Start of Block

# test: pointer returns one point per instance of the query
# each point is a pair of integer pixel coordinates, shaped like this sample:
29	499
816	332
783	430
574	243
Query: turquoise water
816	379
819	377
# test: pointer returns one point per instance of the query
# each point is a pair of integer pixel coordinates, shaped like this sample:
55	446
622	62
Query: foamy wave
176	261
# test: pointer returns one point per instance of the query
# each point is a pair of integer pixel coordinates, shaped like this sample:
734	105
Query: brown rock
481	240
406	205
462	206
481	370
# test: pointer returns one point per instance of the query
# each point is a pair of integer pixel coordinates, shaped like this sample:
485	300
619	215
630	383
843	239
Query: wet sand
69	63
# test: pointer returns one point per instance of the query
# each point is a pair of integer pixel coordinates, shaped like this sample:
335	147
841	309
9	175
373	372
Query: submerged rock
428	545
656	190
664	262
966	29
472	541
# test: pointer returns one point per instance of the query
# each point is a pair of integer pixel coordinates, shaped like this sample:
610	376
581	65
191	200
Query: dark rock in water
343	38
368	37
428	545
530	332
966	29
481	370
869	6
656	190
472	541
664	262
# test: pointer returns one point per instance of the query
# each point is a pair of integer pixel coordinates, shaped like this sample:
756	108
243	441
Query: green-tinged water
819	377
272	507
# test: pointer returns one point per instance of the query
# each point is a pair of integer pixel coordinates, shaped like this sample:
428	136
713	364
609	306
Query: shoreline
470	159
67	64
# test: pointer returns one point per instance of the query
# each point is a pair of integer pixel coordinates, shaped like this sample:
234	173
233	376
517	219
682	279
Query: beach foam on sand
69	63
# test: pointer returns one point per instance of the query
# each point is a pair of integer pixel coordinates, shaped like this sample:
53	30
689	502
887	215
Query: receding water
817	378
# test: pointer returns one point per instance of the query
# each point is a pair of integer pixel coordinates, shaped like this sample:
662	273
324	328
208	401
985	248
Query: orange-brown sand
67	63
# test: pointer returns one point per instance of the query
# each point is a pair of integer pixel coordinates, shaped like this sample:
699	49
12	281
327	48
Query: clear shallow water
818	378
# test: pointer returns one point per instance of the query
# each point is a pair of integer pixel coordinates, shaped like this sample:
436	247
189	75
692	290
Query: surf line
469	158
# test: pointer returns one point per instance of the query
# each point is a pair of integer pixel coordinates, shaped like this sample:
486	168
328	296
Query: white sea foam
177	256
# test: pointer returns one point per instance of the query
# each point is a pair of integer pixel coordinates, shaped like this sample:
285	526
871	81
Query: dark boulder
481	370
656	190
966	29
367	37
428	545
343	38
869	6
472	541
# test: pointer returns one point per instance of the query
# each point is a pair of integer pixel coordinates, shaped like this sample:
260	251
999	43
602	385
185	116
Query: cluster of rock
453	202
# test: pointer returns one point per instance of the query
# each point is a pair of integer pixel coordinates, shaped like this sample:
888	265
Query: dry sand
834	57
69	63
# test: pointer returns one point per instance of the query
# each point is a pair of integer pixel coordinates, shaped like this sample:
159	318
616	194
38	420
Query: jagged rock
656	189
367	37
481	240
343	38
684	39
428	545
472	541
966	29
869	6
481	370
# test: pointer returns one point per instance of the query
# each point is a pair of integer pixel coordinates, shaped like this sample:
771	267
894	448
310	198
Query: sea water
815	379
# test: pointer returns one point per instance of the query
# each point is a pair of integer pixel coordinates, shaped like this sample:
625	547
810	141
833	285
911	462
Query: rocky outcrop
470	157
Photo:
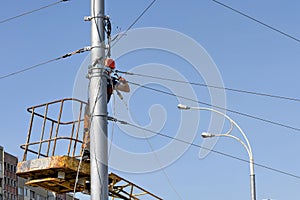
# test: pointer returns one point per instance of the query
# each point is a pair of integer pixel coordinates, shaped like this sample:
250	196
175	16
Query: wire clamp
89	18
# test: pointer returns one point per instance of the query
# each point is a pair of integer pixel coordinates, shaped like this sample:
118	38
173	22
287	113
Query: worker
116	83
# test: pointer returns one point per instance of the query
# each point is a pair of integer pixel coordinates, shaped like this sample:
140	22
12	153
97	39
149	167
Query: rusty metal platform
55	173
53	151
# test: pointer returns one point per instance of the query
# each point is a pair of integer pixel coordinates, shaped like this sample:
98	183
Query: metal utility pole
98	105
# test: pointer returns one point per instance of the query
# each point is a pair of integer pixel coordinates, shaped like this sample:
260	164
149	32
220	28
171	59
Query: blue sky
248	56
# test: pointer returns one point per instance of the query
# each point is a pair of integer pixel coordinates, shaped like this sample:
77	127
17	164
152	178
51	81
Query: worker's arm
122	85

End of Block

## [Prompt]
A faithful reproduction of every entry, with no pictures, is the expected answer.

## [Written reply]
# test: pointer returns one point per instance of the query
# each point is a pair of integer pixel coordinates, shaped like this sample:
29	499
816	332
783	430
574	243
Query: turquoise water
816	379
819	377
# test: pointer returns one point per instance of the query
# each point is a pair of integer pixel coordinates, shaped like this sample:
55	446
622	62
Query: foamy wave
176	261
# test: pointer returns one point per instance of the query
# each point is a pair of integer pixel coordinates, shaped like this sample:
734	105
Query: brown rock
481	240
406	205
462	206
481	370
# test: pointer returns one point per instance of the query
# each point is a pair of integer pixel coordinates, shaped like this sample:
485	300
619	215
630	383
843	239
Query: wet sand
69	63
# test: pointer returns one point per instance of the query
# each point is a pair of integer pixel coordinates, shaped like this sample:
335	147
841	309
9	175
373	372
Query: submerged rock
428	545
656	190
664	262
966	29
472	541
# test: pointer returns one point per instance of the query
# each point is a pair of integer pixel coordinates, shaped like this sample:
610	376
581	65
191	200
Query: dark rock in water
343	38
368	37
428	545
530	332
966	29
481	370
869	6
656	190
472	541
664	262
# test: pointer returns one point per instance of the query
# each point is a pair of integer pixel coordinates, shaped like this sample:
756	108
243	441
Query: green-tinged water
819	377
272	507
# test: pointer returns one point per instance of the query
# each point is a pair of integer pixel coordinates, shaped like this sample:
428	136
713	364
609	306
Query: shoreline
470	159
67	64
# test: pointer returns one point per instance of the query
# each point is a pair of integer pixel coordinates, shaped like this sample:
234	173
233	376
517	219
682	279
Query: beach foam on sand
69	63
# test: pointer returns one point per instance of the query
# each point is a pair of integer pixel coordinates, shaped like this sample:
53	30
689	502
887	215
Query: receding water
817	378
# test: pointer returns one point per instance of the query
# each point is a pair of integer pixel coordinates, shaped like this sample:
662	273
324	328
208	401
985	248
Query: orange-brown sand
67	63
# test: pointer returns one point per instance of the query
# each point is a pair of integer pixel coordinates, shaped like this sample:
699	49
12	281
327	48
Query: clear shallow water
818	378
# test: pointer returns one point per instance of the query
# each point is a pair of integer pixel coordinates, shaped like this sample:
436	247
189	75
692	290
Query: surf line
469	158
# test: pointer returns one point per instance of the query
# each point is a pair of integer pixel coordinates, shaped like this sample:
486	168
328	296
Query: white sea foam
177	256
# test: pointer returns one point per instance of the query
# each point is a pair of integer pixel coordinates, shaped like this sample:
285	526
871	81
Query: dark boulder
481	370
656	190
966	29
367	37
428	545
343	38
869	6
472	541
# test: pointer returns one point per instance of the query
# each point is a pair of integer pixel coordinates, shaped like this sample:
260	251
999	43
602	385
185	116
Query: cluster of rock
453	202
# test: pointer returns one point per instance of the query
# each point is a pair of integer pixel coordinates, shaped like this sample:
888	265
Query: dry sand
834	57
69	63
# test: pointer returns one point per instance of the query
# each point is a pair of integer pixel coordinates, shaped like this sample:
159	318
616	194
38	420
Query: jagged rock
656	189
367	37
481	240
343	38
684	39
428	545
472	541
966	29
869	6
481	370
# test: pointer returns one point per instance of the query
# each point is a pair of integer pixel coordinates, shaped like this sample:
771	267
894	448
310	198
Query: sea water
815	379
# test: pointer returns one point per instance of the query
# each point is a pair of integer pixel coordinates, shaped like this sample:
625	547
810	141
833	285
911	462
Query: rocky outcrop
470	157
Photo:
# test: pointer returns one point per instance of the query
# each point is a pair of integer pixel coordinates, shaped like this sample:
250	196
175	16
Query: wire clamp
89	18
# test: pointer returns one point per instance of the query
# each point is a pair of integer pixel coordinates, shaped like this sample:
118	38
173	22
287	113
Query: worker
116	83
# test: pointer returns one point per instance of the query
# each point is a pair of integer pixel coordinates, shaped like this sample:
140	22
12	153
97	39
149	167
Query: rusty metal platform
55	173
53	151
# test: pointer returns one point per instance of the query
# each point is a pair of integer pixel coordinates, shaped like this sample:
98	183
Query: metal utility pole
98	105
# test: pointer returns one point per instance of the query
# each point is a pair of integer pixel coordinates, shaped like this sample:
260	164
149	32
220	28
171	59
Query: blue sky
248	56
# test: pointer returns one point per instance of the query
# each point is a pair of integer pixel coordinates, shaped like this sample:
77	127
17	164
152	178
51	81
Query: worker's arm
122	85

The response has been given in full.